==== Records to process
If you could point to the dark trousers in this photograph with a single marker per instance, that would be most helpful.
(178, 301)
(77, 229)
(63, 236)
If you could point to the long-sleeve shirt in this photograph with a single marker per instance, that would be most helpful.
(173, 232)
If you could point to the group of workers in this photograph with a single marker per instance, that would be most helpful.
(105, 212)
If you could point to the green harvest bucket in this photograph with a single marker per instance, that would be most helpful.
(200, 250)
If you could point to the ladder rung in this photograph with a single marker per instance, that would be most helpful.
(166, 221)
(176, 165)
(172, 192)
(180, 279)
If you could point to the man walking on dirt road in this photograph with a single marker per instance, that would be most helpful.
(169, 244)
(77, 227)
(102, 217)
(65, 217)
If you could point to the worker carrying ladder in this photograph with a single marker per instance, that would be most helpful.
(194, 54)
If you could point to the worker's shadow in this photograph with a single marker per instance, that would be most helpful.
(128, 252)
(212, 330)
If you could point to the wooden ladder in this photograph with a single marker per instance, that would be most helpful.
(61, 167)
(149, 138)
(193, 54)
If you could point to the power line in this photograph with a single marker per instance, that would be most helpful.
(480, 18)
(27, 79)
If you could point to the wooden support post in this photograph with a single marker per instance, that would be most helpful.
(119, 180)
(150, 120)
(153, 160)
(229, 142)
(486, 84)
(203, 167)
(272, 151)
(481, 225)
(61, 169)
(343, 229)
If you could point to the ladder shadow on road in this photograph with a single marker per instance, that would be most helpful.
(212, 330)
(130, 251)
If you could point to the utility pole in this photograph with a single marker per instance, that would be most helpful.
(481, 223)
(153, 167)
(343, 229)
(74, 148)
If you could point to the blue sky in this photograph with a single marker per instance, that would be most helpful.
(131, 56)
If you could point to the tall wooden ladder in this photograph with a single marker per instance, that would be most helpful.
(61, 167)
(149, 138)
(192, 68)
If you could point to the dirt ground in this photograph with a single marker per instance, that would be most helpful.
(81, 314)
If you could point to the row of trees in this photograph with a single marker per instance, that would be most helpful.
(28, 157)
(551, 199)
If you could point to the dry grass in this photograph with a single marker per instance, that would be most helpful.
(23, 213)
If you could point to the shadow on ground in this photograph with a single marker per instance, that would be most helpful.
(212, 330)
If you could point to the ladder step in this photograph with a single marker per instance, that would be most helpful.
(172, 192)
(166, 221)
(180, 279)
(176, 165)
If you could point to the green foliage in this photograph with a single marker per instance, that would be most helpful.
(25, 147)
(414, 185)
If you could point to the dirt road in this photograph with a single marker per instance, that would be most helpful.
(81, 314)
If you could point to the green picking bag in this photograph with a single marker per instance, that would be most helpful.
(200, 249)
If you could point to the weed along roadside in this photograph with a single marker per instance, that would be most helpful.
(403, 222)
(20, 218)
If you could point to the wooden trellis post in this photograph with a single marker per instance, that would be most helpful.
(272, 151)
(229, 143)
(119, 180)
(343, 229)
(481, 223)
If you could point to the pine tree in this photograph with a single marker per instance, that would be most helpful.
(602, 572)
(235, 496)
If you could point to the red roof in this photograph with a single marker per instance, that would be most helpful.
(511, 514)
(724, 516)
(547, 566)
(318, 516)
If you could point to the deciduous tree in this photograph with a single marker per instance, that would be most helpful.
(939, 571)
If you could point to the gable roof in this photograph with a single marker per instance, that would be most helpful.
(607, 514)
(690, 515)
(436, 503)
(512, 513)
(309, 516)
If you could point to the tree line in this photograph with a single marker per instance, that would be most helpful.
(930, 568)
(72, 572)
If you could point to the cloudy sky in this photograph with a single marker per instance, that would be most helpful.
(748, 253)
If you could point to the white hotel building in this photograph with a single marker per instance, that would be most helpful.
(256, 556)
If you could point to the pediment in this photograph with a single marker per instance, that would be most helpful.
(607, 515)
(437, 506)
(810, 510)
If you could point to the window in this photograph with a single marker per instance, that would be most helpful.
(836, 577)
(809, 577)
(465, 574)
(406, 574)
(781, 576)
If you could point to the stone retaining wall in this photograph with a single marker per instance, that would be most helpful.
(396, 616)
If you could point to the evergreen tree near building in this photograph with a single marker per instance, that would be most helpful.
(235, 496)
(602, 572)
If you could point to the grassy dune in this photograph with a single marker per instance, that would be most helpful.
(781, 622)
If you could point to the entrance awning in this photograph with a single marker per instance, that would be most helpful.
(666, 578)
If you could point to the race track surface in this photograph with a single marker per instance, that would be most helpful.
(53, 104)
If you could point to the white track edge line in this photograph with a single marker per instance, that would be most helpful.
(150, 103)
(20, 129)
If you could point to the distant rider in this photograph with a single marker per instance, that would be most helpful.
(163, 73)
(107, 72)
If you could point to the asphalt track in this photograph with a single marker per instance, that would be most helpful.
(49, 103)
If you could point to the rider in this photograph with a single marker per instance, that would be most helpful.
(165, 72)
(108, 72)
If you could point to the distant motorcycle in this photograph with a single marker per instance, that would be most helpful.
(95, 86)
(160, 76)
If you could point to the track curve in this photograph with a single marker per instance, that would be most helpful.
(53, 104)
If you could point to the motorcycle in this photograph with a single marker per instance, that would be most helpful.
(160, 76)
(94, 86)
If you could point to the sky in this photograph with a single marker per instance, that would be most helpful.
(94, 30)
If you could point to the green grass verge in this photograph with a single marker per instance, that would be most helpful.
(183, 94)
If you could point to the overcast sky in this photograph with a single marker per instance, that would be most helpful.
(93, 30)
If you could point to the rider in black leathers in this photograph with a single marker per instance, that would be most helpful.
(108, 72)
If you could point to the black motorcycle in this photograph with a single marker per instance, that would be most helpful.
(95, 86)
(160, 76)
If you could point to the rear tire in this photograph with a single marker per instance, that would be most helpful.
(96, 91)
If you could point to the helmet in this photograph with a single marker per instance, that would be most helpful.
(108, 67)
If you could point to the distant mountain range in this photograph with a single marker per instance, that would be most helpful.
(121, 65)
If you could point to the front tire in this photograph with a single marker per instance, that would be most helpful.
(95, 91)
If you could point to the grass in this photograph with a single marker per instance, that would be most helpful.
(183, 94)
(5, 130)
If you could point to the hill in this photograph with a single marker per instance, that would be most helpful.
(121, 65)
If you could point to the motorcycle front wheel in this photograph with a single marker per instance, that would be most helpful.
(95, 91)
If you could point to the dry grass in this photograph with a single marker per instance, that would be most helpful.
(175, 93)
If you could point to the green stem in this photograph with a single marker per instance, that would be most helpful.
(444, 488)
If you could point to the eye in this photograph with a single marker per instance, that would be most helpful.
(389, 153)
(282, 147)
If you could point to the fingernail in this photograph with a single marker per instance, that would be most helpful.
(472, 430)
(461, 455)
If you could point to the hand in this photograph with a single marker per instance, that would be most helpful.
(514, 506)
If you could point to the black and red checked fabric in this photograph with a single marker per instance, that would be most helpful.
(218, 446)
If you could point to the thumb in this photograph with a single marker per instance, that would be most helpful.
========
**What the exercise asks**
The answer must be the full listing, copied exactly.

**Solution to this exercise**
If you could point to the dark trousers in this photograph with a single marker per instance, that would be most helpful.
(178, 301)
(77, 229)
(63, 236)
If you could point to the long-sleeve shirt in this photograph with a single marker per instance, that would be most helpful.
(173, 232)
If you could point to the group of workers in this photograph with a single marker per instance, that would be most helpful.
(105, 212)
If you could point to the green harvest bucket in this photograph with a single marker per instance, that would be most helpful.
(200, 250)
If you could point to the ladder rung in this photograph with a single marker per instance, that would be most helpful.
(166, 221)
(176, 165)
(172, 192)
(180, 279)
If you could point to the man walking on dirt road in this photograph with a single marker per instance, that would be most helpful.
(169, 244)
(77, 227)
(102, 217)
(65, 217)
If you could point to the worker carrying ladder in this photograph with a single marker per instance, that would be most helpful.
(194, 54)
If you could point to the worker's shadow in this photograph with a single marker per instance, that would be most helpful.
(128, 252)
(212, 330)
If you could point to the wooden ladder in this photograph with a single marker per instance, that would be most helpful.
(61, 167)
(149, 138)
(193, 54)
If you could point to the power line in this photograph with a single marker per instance, that would be most helpful.
(480, 18)
(27, 79)
If you could point to the wooden support post in this photograph with a single marker per instance, that would be most helpful.
(119, 180)
(150, 120)
(153, 160)
(229, 142)
(486, 84)
(203, 167)
(272, 151)
(481, 225)
(61, 169)
(343, 229)
If you could point to the ladder shadow on road in this photograph with a single marker per instance, that would be most helpful.
(212, 330)
(130, 251)
If you could point to the utility pole in this photograph with a single marker per instance, that would be most helpful.
(481, 223)
(153, 167)
(343, 229)
(74, 148)
If you could point to the blue sky in this photograph with a single marker per instance, that would be most helpful.
(131, 56)
If you could point to the tall wooden ladder in this photograph with a single marker per instance, that would be most helpful.
(61, 167)
(149, 138)
(192, 68)
If you could point to the dirt ground in this photograph with a single marker per instance, that would be most helpful.
(81, 314)
If you could point to the row of trees in this photograph with a single marker per instance, that would be most helpful.
(28, 157)
(551, 199)
If you could point to the dry grass in this photograph with a single marker per instance, that would be most helpful.
(23, 213)
If you could point to the shadow on ground in this photograph with a single marker per instance, that would be most helpful.
(212, 330)
If you could point to the ladder step in this photograph with a single marker per instance, that would be most helpful.
(172, 192)
(166, 221)
(180, 279)
(176, 165)
If you could point to the green foliage in this photograph with a single marker per instance, that would be most helpful.
(25, 147)
(414, 185)
If you could point to the dirt road in this photograph with a single marker per instance, that would be most helpful.
(81, 314)
If you could point to the green picking bag in this photograph with a single marker per instance, that would be most helpful.
(200, 249)
If you could point to the weed along roadside in this photograph with a single marker per instance, that would be most helpful.
(403, 222)
(20, 218)
If you could point to the wooden trellis post in this photograph with a single marker per instance, that would be most helpful.
(272, 151)
(229, 143)
(119, 180)
(343, 229)
(481, 223)
If you could point to the pine tree in this photograph with a single marker per instance, that would be most helpful.
(602, 572)
(235, 496)
If you could point to the red roof in this photograph with a single marker per instance, that would be most helpful.
(511, 514)
(724, 516)
(547, 566)
(318, 516)
If you could point to the deciduous tree in this photograph with a single marker per instance, that would be most helpful.
(939, 571)
If you could point to the gable roof in this photograph with a single marker per instance, that would be most helpful.
(607, 514)
(690, 515)
(436, 503)
(512, 513)
(309, 516)
If you could point to the tree line in this photograph with a single marker per instance, that would be most helpful.
(930, 568)
(72, 572)
If you could point to the cloudy sky in this photograph with a single marker per instance, that would be most helpful.
(748, 253)
If you could point to the white hotel building in this photograph with a single marker per instance, that would be most helpful.
(256, 556)
If you could point to the pediment in this photograph with a single marker per instance, that would be most helpful.
(607, 515)
(437, 506)
(810, 510)
If you could point to the window in this photograph with a single marker per instance, that would be most helpful.
(836, 577)
(809, 577)
(465, 574)
(406, 574)
(781, 576)
If you could point to the stone retaining wall in this photograph with a single marker per instance, that would be most helpful.
(396, 616)
If you could point to the evergreen tree near building in this photograph with a single marker per instance, that would be most helpful.
(235, 496)
(602, 572)
If you could point to the grassy dune in this photograph with a single marker per instance, that would be most helpful.
(781, 622)
If you could point to the entrance awning in this photograph with a single marker per instance, that would be most helpful.
(666, 578)
If you could point to the race track surface in this photograph with a single marker per instance, that would be most helpful.
(53, 104)
If you could point to the white track edge line in this photograph with a single marker per instance, that would be most helpful.
(150, 103)
(20, 129)
If you could point to the distant rider in this photograph with a single marker per instance, that would be most helpful.
(163, 73)
(107, 72)
If you could point to the asphalt track in this photograph with a single marker per instance, that would be most helpful.
(49, 103)
If you could point to the rider in this photograph with a single marker per instance, that would be most helpful.
(165, 72)
(108, 72)
If you could point to the distant motorcycle in this photograph with a single marker per instance, that would be most helpful.
(95, 86)
(160, 76)
If you could point to the track curve in this photograph with a single marker per instance, that would be most helpful.
(53, 104)
If you could point to the motorcycle in this photograph with a single marker per instance, that would be most helpful.
(160, 76)
(94, 86)
If you could point to the sky in this photograph with a single marker per instance, that would be most helpful.
(94, 30)
If you could point to the green grass verge in this photograph with a single marker per instance, that would be most helpful.
(183, 94)
If you could point to the overcast sky in this photograph with a single marker per instance, that would be most helpful.
(93, 30)
If you could point to the rider in black leathers in this photograph with a single marker per instance, that would be most helpful.
(108, 72)
If you could point to the black motorcycle in this photograph with a single marker per instance, that would be most helpful.
(95, 86)
(160, 76)
If you could point to the rear tire in this photograph with a single marker per instance, that would be most helpful.
(96, 91)
If you could point to the helmet in this photograph with a single marker per instance, that would be most helpful.
(108, 67)
If you could point to the distant mountain range in this photograph with a single marker per instance, that would be most helpful.
(121, 65)
If you could point to the front tire in this photograph with a single marker per instance, that would be most helpful.
(95, 91)
If you could point to the grass in this photograph with a single marker per instance, that would be most helpful.
(183, 94)
(5, 130)
If you could point to the hill in this photograph with a single marker per instance, that would be most helpful.
(121, 65)
If you could point to the motorcycle front wheel in this photograph with a single marker per instance, that would be most helpful.
(95, 91)
If you could point to the dry grass in this photograph with a single marker per instance, that would be most helpful.
(175, 93)
If you could point to the green stem in this photograph with a single marker per instance, that would be most helpful.
(444, 488)
If you could point to the eye in this photograph with a single marker per instance, that would be most helpful.
(389, 153)
(282, 147)
If you could point to the fingernail in this photograph with a single marker per instance, that would be most helpful.
(472, 430)
(461, 455)
If you could point to the hand in this photograph with a single marker per instance, that would be most helpful.
(514, 506)
If you could point to the black and red checked fabric in this photograph with a single marker per instance, that would be most helpful.
(218, 446)
If you could point to the thumb in this photograph with a single marker per instance, that would be most helpful.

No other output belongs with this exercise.